Required work
Write out exactly the lines running from the line that includes "Target: blue sky" to the end of the data, both ends included, and nothing besides.

[Items from a dataset]
+ + +

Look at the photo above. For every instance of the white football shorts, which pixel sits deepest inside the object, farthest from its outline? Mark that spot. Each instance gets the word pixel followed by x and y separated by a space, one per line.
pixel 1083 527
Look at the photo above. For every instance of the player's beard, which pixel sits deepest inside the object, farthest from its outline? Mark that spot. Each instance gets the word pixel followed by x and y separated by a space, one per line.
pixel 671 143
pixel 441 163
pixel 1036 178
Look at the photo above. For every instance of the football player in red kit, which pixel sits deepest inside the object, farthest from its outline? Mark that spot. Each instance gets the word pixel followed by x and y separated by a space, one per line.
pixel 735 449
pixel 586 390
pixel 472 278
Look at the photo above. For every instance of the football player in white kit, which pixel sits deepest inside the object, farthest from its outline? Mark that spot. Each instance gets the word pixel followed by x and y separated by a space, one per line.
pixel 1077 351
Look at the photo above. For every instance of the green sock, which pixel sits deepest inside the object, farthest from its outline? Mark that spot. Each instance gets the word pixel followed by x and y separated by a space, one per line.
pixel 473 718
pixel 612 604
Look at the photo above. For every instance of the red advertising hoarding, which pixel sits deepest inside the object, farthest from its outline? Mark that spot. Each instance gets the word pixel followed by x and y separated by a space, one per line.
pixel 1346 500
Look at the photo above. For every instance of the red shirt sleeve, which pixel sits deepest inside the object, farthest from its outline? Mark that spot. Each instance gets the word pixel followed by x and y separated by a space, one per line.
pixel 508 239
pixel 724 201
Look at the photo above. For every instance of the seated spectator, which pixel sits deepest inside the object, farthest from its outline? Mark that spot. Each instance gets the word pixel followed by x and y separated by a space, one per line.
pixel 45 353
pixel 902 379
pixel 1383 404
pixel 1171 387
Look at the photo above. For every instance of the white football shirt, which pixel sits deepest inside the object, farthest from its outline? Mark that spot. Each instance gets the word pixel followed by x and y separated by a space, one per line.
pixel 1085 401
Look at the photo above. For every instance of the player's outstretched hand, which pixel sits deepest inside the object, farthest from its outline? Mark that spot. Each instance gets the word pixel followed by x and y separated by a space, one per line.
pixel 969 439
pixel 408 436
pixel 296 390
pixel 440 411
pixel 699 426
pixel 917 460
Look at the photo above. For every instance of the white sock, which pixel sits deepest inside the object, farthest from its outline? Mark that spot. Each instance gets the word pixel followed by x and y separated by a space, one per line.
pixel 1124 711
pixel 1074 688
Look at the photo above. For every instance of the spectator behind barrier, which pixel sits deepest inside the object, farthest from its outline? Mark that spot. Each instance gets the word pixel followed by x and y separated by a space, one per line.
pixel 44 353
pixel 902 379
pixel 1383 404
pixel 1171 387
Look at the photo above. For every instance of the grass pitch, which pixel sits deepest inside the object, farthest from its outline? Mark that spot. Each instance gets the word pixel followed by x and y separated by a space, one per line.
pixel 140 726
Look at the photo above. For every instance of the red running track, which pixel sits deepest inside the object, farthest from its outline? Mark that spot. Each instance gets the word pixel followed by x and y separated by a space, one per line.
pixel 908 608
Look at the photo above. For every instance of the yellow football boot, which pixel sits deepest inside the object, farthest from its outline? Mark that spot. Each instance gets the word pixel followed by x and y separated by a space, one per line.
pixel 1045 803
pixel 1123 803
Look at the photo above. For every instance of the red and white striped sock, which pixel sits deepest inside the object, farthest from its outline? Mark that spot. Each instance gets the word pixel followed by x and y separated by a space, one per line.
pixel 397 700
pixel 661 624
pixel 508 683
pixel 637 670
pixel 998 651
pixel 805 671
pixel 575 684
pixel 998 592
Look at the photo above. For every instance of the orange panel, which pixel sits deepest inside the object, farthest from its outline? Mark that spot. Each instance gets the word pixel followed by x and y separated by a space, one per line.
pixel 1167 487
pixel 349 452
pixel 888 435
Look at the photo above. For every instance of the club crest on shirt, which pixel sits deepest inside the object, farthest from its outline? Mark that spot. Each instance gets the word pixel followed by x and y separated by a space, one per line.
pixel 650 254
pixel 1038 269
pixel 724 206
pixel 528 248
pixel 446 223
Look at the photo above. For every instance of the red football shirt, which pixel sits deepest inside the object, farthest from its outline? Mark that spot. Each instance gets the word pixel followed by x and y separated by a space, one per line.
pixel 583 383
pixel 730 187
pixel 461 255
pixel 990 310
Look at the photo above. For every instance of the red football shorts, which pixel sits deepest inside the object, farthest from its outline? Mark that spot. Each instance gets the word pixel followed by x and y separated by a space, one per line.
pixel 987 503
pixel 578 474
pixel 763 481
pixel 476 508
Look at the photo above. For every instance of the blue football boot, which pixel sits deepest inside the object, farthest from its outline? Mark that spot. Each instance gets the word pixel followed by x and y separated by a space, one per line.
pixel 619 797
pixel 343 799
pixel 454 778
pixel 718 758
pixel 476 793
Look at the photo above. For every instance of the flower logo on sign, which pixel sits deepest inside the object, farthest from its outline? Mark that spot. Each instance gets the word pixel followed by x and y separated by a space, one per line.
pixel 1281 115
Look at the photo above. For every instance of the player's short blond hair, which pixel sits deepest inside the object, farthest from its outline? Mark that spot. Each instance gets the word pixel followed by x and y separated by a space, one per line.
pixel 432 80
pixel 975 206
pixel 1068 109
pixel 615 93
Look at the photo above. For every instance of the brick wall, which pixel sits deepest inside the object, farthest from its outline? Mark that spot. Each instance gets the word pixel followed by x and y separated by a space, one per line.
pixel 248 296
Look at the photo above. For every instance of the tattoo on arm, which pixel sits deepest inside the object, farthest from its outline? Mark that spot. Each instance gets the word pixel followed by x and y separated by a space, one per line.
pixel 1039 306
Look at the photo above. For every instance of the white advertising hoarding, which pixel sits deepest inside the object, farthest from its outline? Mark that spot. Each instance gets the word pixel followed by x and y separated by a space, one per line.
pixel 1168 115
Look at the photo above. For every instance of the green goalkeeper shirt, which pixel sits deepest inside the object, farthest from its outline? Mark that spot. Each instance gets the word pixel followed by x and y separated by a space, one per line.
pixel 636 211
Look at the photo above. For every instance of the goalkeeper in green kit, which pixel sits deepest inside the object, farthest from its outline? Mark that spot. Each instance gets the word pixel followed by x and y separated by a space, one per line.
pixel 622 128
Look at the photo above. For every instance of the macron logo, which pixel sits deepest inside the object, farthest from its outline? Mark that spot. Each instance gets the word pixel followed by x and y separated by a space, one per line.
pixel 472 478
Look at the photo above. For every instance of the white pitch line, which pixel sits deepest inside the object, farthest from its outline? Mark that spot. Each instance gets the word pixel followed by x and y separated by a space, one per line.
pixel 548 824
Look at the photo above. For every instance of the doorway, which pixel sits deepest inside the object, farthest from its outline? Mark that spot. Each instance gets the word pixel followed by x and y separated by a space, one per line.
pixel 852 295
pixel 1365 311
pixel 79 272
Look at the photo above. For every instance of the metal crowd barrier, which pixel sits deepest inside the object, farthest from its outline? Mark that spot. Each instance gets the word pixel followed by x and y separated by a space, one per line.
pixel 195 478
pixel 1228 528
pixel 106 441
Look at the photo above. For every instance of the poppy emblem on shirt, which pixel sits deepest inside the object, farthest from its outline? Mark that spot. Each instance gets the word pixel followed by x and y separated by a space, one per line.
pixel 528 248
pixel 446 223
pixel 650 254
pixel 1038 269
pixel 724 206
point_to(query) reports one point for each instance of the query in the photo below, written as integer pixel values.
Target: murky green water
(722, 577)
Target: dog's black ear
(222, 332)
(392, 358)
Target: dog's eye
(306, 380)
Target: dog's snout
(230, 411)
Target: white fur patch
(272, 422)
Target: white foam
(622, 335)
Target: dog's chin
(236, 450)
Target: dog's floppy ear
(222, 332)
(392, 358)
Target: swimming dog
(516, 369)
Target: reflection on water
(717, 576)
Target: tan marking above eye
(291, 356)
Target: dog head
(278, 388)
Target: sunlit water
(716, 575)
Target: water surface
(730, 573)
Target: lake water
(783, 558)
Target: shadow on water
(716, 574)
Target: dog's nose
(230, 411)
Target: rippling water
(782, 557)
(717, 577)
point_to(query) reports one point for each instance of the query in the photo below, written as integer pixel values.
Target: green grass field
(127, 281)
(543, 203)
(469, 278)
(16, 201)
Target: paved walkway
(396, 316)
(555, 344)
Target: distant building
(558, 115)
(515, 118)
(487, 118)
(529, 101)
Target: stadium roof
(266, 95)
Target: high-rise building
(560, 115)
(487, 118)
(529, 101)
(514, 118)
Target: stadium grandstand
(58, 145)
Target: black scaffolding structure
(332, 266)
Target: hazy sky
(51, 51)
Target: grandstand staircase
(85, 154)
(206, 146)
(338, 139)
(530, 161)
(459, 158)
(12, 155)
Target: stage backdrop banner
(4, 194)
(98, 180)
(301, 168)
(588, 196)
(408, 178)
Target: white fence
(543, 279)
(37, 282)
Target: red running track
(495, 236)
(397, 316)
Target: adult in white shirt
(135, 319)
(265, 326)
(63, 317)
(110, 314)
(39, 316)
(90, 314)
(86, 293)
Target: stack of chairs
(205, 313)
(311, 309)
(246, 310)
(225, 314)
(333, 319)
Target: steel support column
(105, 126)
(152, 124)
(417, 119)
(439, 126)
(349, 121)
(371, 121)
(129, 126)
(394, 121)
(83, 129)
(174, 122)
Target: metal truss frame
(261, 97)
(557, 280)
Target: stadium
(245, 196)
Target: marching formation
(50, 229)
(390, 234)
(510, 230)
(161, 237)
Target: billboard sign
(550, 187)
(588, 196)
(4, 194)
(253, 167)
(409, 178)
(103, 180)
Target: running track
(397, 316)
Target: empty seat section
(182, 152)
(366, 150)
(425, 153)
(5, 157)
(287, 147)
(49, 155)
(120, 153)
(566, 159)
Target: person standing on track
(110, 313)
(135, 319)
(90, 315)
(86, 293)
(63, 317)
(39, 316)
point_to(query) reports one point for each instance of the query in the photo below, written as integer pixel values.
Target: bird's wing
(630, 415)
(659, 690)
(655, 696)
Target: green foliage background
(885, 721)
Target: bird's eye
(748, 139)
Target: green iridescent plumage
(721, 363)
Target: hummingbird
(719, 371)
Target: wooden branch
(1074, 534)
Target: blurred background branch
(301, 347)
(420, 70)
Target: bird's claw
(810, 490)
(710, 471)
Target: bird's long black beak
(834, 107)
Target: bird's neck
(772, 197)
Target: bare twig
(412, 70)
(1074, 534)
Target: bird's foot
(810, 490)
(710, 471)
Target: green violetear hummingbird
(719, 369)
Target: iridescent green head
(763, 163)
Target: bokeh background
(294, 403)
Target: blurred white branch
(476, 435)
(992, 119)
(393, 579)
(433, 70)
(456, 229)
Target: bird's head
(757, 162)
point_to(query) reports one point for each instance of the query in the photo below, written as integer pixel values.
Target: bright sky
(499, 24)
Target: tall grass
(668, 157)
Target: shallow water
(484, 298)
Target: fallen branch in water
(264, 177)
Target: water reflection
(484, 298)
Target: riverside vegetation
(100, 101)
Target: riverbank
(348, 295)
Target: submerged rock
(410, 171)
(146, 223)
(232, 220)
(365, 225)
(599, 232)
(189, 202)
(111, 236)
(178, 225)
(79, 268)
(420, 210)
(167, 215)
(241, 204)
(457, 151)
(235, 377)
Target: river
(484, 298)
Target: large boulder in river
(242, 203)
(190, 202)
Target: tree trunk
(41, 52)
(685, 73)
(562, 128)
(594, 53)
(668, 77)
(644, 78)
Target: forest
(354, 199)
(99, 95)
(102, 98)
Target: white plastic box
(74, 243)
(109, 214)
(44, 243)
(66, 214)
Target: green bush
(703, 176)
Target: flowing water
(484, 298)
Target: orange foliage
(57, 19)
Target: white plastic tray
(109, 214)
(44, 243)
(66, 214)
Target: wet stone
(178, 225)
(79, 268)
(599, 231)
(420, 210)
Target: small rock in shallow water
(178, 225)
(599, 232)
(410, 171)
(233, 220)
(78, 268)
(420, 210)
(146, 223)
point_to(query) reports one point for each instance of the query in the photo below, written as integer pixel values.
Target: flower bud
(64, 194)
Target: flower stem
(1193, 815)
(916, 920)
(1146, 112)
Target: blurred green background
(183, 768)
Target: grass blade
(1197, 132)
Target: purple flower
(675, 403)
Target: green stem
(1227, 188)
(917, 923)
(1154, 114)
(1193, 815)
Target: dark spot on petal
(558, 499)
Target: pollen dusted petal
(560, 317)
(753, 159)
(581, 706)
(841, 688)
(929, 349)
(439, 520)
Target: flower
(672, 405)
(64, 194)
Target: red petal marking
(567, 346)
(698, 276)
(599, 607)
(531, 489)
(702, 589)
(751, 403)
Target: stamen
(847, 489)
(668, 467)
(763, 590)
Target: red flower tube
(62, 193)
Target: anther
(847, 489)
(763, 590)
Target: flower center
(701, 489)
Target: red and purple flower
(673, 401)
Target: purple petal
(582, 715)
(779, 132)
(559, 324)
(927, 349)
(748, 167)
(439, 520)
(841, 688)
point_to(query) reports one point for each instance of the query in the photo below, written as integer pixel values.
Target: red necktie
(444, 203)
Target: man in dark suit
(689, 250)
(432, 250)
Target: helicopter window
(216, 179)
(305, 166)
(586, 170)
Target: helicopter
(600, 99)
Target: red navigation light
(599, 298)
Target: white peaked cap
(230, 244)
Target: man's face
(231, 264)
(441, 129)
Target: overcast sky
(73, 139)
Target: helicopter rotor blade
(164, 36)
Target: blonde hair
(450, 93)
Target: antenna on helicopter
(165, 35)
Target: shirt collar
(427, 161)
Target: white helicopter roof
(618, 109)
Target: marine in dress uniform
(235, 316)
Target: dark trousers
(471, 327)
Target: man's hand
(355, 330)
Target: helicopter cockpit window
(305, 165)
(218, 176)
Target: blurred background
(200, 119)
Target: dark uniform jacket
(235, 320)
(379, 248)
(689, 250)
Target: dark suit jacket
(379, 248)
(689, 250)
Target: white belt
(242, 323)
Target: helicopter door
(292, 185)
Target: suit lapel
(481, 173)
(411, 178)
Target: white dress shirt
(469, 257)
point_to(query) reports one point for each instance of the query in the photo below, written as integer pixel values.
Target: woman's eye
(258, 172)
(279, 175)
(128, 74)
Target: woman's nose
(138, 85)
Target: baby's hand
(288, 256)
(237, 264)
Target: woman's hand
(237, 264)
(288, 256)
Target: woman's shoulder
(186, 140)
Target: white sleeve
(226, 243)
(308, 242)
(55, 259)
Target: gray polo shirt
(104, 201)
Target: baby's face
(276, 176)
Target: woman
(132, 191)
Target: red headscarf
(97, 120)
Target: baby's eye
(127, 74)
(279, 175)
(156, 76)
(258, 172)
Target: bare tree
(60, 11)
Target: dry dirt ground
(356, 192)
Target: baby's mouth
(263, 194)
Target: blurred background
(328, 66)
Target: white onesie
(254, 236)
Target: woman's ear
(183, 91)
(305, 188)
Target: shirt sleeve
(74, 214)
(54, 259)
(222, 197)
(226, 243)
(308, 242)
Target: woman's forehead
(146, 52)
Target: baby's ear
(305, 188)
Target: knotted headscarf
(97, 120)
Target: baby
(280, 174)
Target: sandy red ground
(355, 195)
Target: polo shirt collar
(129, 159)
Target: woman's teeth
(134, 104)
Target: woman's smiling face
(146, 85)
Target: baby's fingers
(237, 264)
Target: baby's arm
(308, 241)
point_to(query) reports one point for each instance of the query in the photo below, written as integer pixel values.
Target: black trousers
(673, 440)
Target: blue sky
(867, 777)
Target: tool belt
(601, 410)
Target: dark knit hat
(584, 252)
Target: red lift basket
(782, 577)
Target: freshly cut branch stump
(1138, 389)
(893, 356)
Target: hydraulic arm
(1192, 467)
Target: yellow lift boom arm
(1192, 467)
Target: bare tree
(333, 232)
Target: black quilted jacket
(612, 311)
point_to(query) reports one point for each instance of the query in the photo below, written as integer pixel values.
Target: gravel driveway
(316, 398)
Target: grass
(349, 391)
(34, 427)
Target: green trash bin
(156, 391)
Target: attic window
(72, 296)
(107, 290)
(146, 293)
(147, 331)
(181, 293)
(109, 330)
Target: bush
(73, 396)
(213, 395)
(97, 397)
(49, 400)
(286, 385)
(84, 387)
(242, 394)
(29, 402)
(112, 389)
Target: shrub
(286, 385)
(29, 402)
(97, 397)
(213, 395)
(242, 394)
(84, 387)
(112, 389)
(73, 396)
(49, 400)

+ + +

Result below
Target: blue sky
(867, 777)
Target: tool belt
(601, 410)
Target: dark knit hat
(584, 252)
Target: red lift basket
(782, 577)
Target: freshly cut branch stump
(1138, 389)
(893, 356)
Target: hydraulic arm
(1192, 467)
Target: yellow lift boom arm
(1192, 467)
Target: bare tree
(333, 232)
Target: black quilted jacket
(612, 311)
point_to(query) reports one point for each instance of the query in the photo below, written as integer pixel values.
Target: gravel driveway
(316, 398)
Target: grass
(349, 391)
(34, 427)
Target: green trash bin
(156, 391)
Target: attic window
(72, 296)
(107, 290)
(146, 293)
(147, 331)
(181, 293)
(109, 330)
Target: bush
(73, 396)
(213, 395)
(97, 397)
(49, 400)
(286, 385)
(84, 387)
(242, 394)
(29, 402)
(112, 389)
Target: shrub
(286, 385)
(29, 402)
(97, 397)
(213, 395)
(242, 394)
(84, 387)
(112, 389)
(73, 396)
(49, 400)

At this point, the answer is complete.